— TASK OBJECTIVE —
Beginning with the line where "Where can you see the sun" appears, restate the lines word for word through the last one in the listing.

— TASK INPUT —
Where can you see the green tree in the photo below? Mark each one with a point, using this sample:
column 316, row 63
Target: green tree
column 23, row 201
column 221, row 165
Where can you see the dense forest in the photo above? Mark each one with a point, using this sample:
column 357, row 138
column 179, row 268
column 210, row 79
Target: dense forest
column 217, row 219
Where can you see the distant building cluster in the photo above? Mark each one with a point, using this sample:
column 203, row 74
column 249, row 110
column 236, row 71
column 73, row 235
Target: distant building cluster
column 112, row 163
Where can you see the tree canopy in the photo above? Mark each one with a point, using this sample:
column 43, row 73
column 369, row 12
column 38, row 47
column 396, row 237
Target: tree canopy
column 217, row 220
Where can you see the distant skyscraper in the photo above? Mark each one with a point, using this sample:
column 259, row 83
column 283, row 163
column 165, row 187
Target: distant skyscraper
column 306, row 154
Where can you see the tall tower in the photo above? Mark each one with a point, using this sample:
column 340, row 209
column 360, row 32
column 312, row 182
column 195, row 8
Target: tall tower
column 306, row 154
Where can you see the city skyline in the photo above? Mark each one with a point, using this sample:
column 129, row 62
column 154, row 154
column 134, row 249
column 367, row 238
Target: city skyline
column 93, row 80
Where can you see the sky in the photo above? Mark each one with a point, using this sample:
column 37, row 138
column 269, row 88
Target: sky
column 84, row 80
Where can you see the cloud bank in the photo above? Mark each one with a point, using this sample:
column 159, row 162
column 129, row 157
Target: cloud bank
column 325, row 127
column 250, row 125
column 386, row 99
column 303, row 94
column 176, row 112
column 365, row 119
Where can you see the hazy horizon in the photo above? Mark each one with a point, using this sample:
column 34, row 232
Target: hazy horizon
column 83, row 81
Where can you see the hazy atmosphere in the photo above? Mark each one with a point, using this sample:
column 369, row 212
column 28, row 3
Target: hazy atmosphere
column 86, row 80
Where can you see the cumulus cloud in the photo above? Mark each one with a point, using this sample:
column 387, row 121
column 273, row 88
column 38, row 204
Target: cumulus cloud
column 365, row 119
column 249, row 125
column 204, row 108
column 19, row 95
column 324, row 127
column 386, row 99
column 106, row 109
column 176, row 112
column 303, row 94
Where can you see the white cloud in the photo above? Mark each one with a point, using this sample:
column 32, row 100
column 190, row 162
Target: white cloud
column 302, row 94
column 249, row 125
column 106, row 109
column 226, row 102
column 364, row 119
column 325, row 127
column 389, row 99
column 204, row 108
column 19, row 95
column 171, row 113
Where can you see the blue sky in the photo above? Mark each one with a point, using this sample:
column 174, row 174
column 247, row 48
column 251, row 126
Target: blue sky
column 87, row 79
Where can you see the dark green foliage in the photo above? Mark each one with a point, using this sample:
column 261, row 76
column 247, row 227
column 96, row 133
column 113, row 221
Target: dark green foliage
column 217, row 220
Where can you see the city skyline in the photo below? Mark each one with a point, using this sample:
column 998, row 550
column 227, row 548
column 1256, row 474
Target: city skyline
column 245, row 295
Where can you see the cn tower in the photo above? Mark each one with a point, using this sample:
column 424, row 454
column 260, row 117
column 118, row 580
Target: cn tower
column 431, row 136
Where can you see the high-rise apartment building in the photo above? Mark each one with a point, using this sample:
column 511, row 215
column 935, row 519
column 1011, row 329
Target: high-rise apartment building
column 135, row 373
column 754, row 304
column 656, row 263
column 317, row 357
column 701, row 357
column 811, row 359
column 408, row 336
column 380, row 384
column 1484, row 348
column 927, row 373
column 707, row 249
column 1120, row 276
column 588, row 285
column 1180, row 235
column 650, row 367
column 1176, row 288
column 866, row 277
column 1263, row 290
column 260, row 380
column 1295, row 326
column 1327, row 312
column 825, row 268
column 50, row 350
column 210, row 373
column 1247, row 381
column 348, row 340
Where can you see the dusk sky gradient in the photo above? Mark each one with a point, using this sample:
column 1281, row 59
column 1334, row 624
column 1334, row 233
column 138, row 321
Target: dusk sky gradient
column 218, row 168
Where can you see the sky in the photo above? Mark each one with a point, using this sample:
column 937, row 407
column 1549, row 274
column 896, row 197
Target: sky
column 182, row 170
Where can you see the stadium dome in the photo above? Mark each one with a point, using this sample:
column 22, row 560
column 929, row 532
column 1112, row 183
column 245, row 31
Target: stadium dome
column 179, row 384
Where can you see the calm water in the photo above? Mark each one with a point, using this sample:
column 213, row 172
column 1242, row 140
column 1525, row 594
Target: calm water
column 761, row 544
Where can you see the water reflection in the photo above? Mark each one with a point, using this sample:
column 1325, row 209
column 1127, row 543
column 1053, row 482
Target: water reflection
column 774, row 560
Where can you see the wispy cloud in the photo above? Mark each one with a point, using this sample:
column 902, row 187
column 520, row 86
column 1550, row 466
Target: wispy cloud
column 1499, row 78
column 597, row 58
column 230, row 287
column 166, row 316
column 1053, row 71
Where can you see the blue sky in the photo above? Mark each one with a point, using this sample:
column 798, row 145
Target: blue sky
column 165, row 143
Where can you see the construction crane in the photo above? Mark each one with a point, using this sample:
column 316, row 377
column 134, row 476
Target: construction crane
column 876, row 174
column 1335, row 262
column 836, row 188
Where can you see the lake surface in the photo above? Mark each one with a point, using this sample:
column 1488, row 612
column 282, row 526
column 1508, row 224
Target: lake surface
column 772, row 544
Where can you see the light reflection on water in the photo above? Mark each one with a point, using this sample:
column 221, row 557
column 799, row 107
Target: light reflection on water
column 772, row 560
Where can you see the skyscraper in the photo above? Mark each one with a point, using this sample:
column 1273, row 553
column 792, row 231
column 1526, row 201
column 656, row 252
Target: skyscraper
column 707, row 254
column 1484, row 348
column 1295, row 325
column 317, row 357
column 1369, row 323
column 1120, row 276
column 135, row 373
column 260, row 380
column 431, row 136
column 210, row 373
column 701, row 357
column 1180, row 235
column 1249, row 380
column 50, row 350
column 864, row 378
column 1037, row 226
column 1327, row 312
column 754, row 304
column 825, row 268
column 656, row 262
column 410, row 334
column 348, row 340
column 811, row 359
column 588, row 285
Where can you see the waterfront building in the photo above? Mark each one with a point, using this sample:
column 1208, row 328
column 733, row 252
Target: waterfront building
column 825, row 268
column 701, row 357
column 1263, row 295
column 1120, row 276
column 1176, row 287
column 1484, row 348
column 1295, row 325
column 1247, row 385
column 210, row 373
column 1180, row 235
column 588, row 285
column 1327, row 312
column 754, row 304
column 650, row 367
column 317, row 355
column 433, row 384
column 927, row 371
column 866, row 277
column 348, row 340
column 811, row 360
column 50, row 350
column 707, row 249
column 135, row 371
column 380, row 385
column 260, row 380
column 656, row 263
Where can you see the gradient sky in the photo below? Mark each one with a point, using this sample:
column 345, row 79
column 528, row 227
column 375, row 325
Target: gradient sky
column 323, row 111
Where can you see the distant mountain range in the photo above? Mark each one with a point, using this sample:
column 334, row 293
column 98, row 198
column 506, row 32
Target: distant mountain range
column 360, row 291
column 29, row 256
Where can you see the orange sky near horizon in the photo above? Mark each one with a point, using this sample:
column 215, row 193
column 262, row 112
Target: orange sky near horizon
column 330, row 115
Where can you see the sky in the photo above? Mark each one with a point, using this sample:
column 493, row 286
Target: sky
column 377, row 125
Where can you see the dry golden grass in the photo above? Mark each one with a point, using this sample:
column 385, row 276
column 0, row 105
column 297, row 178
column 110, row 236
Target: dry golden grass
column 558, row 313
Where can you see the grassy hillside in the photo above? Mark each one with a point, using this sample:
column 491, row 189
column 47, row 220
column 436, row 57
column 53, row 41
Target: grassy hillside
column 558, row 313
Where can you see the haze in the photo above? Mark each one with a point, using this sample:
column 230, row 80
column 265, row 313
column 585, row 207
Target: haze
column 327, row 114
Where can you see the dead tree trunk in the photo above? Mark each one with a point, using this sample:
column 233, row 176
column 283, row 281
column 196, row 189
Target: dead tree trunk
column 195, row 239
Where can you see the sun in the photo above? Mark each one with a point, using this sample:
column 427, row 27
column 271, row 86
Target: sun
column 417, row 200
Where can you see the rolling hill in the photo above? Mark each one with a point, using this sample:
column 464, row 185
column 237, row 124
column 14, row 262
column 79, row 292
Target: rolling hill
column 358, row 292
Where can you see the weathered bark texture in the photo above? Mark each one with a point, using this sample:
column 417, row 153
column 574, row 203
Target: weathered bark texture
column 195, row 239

— THE ANSWER —
Where can you see the sun in the photo above? Mark each one with a point, using this sample:
column 427, row 27
column 271, row 86
Target: sun
column 417, row 200
Where can you see the rolling hill in the photo above? Mark each one with a point, using this sample:
column 464, row 185
column 237, row 124
column 14, row 262
column 79, row 292
Target: rolling hill
column 358, row 292
Where can you see the weathered bark texture in the photo above? Mark each one with a point, using this sample:
column 417, row 153
column 574, row 203
Target: weathered bark texture
column 195, row 239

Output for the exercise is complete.